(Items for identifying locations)

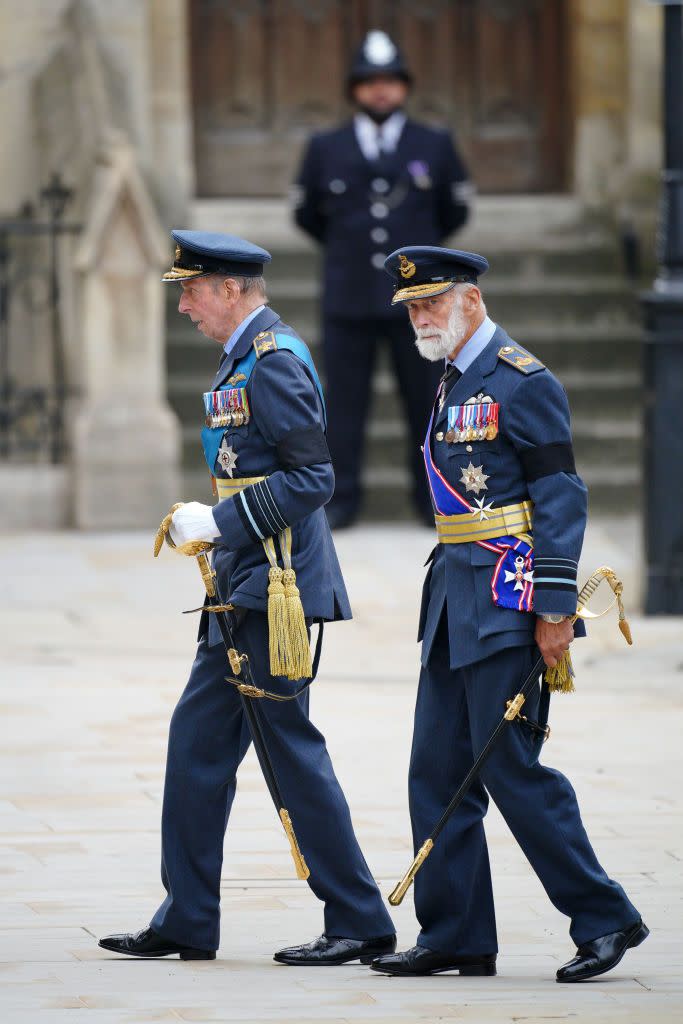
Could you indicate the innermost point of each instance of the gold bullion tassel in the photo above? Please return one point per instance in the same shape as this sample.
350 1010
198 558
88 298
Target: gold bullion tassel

## Task prompt
Convert the lines above into a numbered list, omitting blank lines and leaving out the pictures.

## Reply to the task
1. Could you indicate the innermost point of each instance of the gold bullion tassel in the photo above? Please return one point per instance in the same shape as this sample.
2. 350 1010
3. 198 558
4. 88 298
5. Target: gold bullion tassel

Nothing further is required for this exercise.